# Set task:
Can you set out every line of the items below as a Markdown table with the columns No. and Line, skipping blank lines and leaving out the pictures?

-- begin Recorded information --

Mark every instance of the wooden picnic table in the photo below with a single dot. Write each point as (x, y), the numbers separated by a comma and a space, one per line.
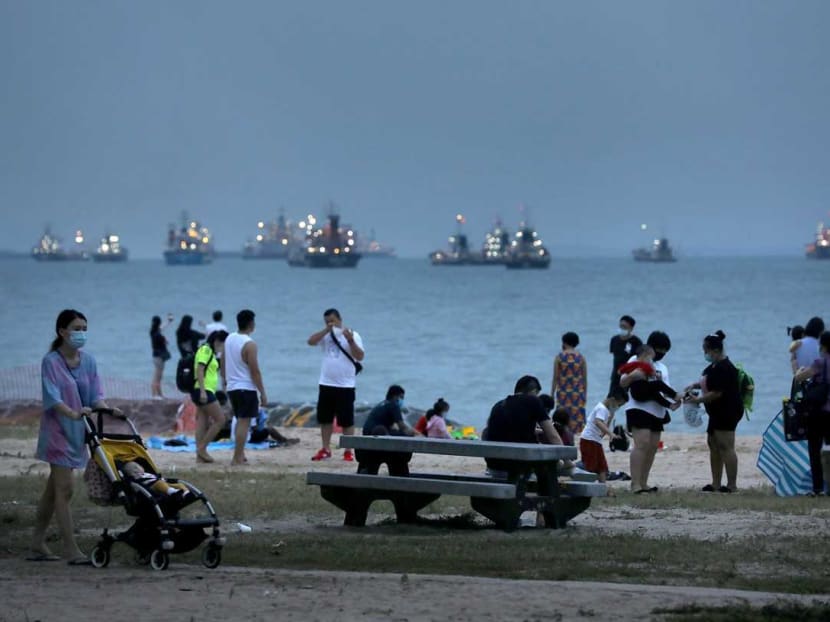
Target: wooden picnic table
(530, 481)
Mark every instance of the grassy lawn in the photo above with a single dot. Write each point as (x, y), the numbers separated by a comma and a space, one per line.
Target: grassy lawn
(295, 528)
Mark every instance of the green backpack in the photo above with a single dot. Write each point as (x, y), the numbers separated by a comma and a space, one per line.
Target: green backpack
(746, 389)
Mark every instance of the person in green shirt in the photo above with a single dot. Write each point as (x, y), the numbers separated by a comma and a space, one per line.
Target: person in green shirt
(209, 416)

-- end Recorded information --

# Written reply:
| No. | Line |
|---|---|
| 1 | Mark every instance of the wooden picnic table in the photo below with a single dot. Write each point as (x, y), the numbers separated by a comma and a space, one per line. |
| 2 | Target: wooden picnic table |
| 3 | (530, 481) |
| 4 | Mark every instance of the grassy lawn in the photo above with a single dot. Write each point as (x, y), the numbers separated by a comma and a space, one per line. |
| 5 | Target: grassy lawn |
| 6 | (295, 528) |
| 7 | Mark every instance of the green backpack in the photo above with a single dot. Write each point as (x, y), the numbers separated by a comma and a space, one per line. |
| 8 | Target: green backpack |
| 9 | (746, 389) |
| 10 | Mark every instance of the person in green shirt in the photo above with a single dot. Write each point as (x, y), the numbers separated by a comma and a space, one per line. |
| 11 | Target: person in green shirt |
| 12 | (209, 416) |